*** Opening of INPUT DATA ***
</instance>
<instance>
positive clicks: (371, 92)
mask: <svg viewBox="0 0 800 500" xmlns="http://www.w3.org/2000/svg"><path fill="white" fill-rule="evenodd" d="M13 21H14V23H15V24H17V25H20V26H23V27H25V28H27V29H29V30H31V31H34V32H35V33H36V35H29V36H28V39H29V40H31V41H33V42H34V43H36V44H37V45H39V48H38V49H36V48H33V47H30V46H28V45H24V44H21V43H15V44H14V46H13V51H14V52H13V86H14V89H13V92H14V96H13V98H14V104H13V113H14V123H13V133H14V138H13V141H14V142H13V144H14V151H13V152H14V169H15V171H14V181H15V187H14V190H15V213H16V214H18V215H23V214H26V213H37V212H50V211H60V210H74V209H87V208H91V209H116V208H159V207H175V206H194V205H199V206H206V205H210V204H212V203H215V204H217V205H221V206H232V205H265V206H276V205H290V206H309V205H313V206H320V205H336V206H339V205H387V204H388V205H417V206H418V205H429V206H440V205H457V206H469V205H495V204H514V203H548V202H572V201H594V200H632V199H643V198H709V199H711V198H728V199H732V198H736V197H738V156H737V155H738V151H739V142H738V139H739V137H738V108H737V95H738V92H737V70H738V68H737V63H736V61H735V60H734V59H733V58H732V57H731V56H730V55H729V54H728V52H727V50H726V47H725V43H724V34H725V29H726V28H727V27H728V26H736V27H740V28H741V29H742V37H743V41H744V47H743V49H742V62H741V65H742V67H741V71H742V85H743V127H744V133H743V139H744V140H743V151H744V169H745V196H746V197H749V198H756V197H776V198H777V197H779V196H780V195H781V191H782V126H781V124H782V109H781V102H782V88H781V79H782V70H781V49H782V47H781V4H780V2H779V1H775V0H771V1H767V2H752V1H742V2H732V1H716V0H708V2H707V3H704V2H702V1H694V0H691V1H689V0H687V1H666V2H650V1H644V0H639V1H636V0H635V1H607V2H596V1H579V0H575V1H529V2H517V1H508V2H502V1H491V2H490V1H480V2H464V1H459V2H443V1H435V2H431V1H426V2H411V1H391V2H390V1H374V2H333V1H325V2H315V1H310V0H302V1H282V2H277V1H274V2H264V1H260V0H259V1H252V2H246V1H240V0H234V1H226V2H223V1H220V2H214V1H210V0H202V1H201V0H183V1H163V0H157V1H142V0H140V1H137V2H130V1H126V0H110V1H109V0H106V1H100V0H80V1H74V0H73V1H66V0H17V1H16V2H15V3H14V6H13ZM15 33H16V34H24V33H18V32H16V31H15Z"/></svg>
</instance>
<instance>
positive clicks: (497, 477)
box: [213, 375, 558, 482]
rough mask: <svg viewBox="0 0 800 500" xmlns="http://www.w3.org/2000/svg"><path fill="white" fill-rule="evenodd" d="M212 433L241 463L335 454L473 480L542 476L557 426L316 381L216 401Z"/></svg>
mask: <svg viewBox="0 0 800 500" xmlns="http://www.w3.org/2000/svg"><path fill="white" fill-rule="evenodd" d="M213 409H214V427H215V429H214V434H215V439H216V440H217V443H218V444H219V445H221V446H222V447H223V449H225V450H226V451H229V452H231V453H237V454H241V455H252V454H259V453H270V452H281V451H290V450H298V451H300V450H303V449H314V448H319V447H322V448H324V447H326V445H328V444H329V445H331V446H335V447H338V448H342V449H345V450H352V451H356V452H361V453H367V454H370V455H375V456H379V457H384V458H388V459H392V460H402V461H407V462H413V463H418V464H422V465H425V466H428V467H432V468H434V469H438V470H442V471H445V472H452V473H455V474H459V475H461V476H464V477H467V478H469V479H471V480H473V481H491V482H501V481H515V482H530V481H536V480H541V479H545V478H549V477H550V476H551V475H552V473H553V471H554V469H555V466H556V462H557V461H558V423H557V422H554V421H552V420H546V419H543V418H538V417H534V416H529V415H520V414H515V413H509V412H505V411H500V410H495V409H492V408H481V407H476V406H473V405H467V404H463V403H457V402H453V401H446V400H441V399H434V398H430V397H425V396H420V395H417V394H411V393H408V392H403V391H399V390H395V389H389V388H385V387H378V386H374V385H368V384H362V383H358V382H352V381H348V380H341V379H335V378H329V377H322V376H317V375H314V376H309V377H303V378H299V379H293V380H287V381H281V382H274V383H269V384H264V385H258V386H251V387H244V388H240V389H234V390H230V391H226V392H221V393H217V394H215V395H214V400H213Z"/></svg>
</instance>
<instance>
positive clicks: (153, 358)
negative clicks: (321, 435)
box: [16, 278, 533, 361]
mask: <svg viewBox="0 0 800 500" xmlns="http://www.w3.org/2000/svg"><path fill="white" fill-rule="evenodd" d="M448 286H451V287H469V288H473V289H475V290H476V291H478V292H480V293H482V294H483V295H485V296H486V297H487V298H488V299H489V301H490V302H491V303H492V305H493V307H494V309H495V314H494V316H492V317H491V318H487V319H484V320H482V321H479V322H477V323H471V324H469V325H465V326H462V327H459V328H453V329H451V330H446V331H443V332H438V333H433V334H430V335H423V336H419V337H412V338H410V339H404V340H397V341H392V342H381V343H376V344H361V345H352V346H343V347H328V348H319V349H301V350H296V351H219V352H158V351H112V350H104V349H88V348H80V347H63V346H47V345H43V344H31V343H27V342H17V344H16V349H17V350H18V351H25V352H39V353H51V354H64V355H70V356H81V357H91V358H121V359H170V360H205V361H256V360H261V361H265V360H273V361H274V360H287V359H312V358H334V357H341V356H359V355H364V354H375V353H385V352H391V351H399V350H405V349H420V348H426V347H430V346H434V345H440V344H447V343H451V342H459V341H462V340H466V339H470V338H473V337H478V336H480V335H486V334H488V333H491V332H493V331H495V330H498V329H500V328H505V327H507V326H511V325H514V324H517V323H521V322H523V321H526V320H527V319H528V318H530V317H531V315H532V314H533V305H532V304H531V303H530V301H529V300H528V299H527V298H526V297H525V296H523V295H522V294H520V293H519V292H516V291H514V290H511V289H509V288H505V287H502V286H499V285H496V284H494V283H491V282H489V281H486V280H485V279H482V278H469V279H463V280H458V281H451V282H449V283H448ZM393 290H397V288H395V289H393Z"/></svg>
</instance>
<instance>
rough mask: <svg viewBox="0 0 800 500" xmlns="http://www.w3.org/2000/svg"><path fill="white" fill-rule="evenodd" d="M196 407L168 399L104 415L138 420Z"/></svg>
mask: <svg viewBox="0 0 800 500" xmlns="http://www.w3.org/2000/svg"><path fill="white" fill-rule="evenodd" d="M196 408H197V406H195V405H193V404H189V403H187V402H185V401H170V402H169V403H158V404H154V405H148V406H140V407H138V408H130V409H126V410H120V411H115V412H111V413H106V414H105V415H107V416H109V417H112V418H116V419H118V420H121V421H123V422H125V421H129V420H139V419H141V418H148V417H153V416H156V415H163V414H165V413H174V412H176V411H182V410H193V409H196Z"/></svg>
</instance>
*** Close of INPUT DATA ***
**WHAT YOU SHOULD DO:**
Output every entry word for word.

**WRITTEN RESPONSE:**
</instance>
<instance>
positive clicks: (371, 92)
mask: <svg viewBox="0 0 800 500" xmlns="http://www.w3.org/2000/svg"><path fill="white" fill-rule="evenodd" d="M13 21H14V23H15V24H17V25H20V26H23V27H25V28H27V29H29V30H31V31H34V32H35V33H36V35H29V36H28V39H29V40H31V41H33V42H34V43H36V44H37V45H39V48H38V49H36V48H33V47H30V46H28V45H24V44H21V43H15V44H14V46H13V51H14V52H13V86H14V89H13V92H14V96H13V98H14V104H13V113H14V123H13V133H14V138H13V141H14V142H13V144H14V151H13V152H14V169H15V171H14V181H15V187H14V190H15V213H16V214H18V215H23V214H26V213H37V212H50V211H60V210H74V209H87V208H91V209H116V208H159V207H175V206H194V205H199V206H206V205H210V204H212V203H215V204H217V205H221V206H232V205H265V206H276V205H290V206H309V205H313V206H320V205H336V206H339V205H387V204H388V205H417V206H418V205H429V206H440V205H457V206H469V205H495V204H514V203H548V202H572V201H594V200H632V199H643V198H709V199H711V198H728V199H732V198H736V197H738V156H737V155H738V151H739V142H738V139H739V137H738V108H737V95H738V92H737V70H738V68H737V63H736V61H735V60H734V59H733V58H732V57H731V56H730V55H729V54H728V52H727V50H726V47H725V43H724V34H725V29H726V28H727V27H728V26H736V27H740V28H741V29H742V37H743V41H744V47H743V49H742V62H741V65H742V67H741V71H742V85H743V127H744V133H743V139H744V140H743V151H744V169H745V196H746V197H749V198H756V197H776V198H777V197H779V196H780V195H781V191H782V126H781V124H782V109H781V102H782V88H781V79H782V70H781V49H782V47H781V4H780V2H779V1H775V0H771V1H767V2H752V1H742V2H732V1H716V0H708V2H707V3H704V2H702V1H694V0H691V1H689V0H687V1H666V2H650V1H644V0H639V1H636V0H635V1H607V2H596V1H579V0H575V1H529V2H517V1H508V2H502V1H491V2H490V1H480V2H464V1H459V2H443V1H435V2H431V1H426V2H411V1H391V2H390V1H374V2H333V1H325V2H315V1H310V0H302V1H282V2H277V1H274V2H264V1H260V0H259V1H252V2H246V1H240V0H234V1H226V2H223V1H220V2H214V1H210V0H202V1H201V0H183V1H163V0H157V1H142V0H140V1H137V2H130V1H126V0H110V1H109V0H106V1H100V0H80V1H74V0H73V1H66V0H17V1H16V2H15V3H14V6H13ZM15 33H16V34H24V33H18V32H16V31H15Z"/></svg>
</instance>
<instance>
positive clicks: (497, 477)
box: [213, 375, 558, 482]
rough mask: <svg viewBox="0 0 800 500" xmlns="http://www.w3.org/2000/svg"><path fill="white" fill-rule="evenodd" d="M212 433L241 463L335 454L473 480L542 476L557 426L316 381L216 401Z"/></svg>
mask: <svg viewBox="0 0 800 500" xmlns="http://www.w3.org/2000/svg"><path fill="white" fill-rule="evenodd" d="M213 409H214V427H215V429H214V434H215V439H216V440H217V443H218V444H219V445H221V446H222V447H223V449H225V450H226V451H229V452H231V453H237V454H241V455H252V454H259V453H270V452H281V451H290V450H298V451H300V450H303V449H314V448H319V447H322V448H324V447H326V445H328V444H329V445H331V446H335V447H338V448H342V449H345V450H352V451H356V452H361V453H367V454H370V455H375V456H379V457H384V458H388V459H392V460H402V461H407V462H413V463H418V464H422V465H425V466H428V467H432V468H434V469H438V470H442V471H445V472H452V473H455V474H459V475H461V476H464V477H467V478H469V479H471V480H473V481H491V482H501V481H515V482H530V481H536V480H541V479H545V478H549V477H550V476H551V475H552V473H553V471H554V469H555V466H556V462H557V461H558V423H557V422H554V421H552V420H546V419H543V418H538V417H534V416H529V415H520V414H515V413H509V412H505V411H500V410H495V409H492V408H481V407H476V406H473V405H467V404H463V403H457V402H453V401H446V400H441V399H434V398H430V397H425V396H420V395H417V394H411V393H408V392H403V391H399V390H395V389H389V388H385V387H378V386H374V385H368V384H362V383H358V382H352V381H348V380H341V379H335V378H329V377H322V376H317V375H314V376H309V377H303V378H299V379H293V380H287V381H281V382H274V383H269V384H264V385H258V386H251V387H244V388H240V389H234V390H230V391H226V392H221V393H217V394H215V395H214V400H213Z"/></svg>
</instance>
<instance>
positive clicks: (153, 358)
negative clicks: (321, 435)
box: [16, 278, 533, 361]
mask: <svg viewBox="0 0 800 500" xmlns="http://www.w3.org/2000/svg"><path fill="white" fill-rule="evenodd" d="M448 286H451V287H469V288H473V289H475V290H476V291H478V292H480V293H482V294H483V295H485V296H486V297H487V298H488V299H489V301H490V302H491V303H492V305H493V307H494V309H495V314H494V316H492V317H491V318H487V319H484V320H482V321H479V322H477V323H471V324H469V325H465V326H462V327H459V328H453V329H451V330H446V331H443V332H438V333H433V334H430V335H423V336H419V337H412V338H410V339H404V340H397V341H392V342H381V343H376V344H361V345H352V346H343V347H328V348H319V349H301V350H296V351H219V352H158V351H112V350H104V349H88V348H80V347H63V346H47V345H43V344H31V343H27V342H17V344H16V349H17V350H18V351H25V352H39V353H51V354H64V355H70V356H81V357H91V358H121V359H170V360H205V361H256V360H261V361H265V360H273V361H274V360H287V359H312V358H334V357H341V356H359V355H364V354H375V353H385V352H391V351H399V350H405V349H420V348H426V347H430V346H434V345H440V344H447V343H451V342H459V341H462V340H466V339H470V338H473V337H478V336H480V335H486V334H488V333H491V332H493V331H495V330H498V329H500V328H505V327H507V326H511V325H514V324H517V323H521V322H523V321H526V320H527V319H528V318H530V317H531V315H532V314H533V305H532V304H531V303H530V301H529V300H528V299H527V298H526V297H525V296H523V295H522V294H520V293H519V292H516V291H514V290H511V289H509V288H505V287H502V286H499V285H496V284H494V283H491V282H489V281H486V280H485V279H482V278H469V279H463V280H458V281H451V282H449V283H448ZM393 290H397V288H395V289H393Z"/></svg>
</instance>
<instance>
rough mask: <svg viewBox="0 0 800 500" xmlns="http://www.w3.org/2000/svg"><path fill="white" fill-rule="evenodd" d="M196 407L168 399L104 415L138 420Z"/></svg>
mask: <svg viewBox="0 0 800 500" xmlns="http://www.w3.org/2000/svg"><path fill="white" fill-rule="evenodd" d="M196 408H197V406H195V405H193V404H189V403H187V402H185V401H170V402H169V403H158V404H154V405H148V406H140V407H138V408H130V409H126V410H120V411H115V412H111V413H106V414H105V415H107V416H109V417H112V418H116V419H118V420H121V421H123V422H125V421H129V420H139V419H141V418H148V417H153V416H156V415H163V414H165V413H174V412H176V411H182V410H193V409H196Z"/></svg>
</instance>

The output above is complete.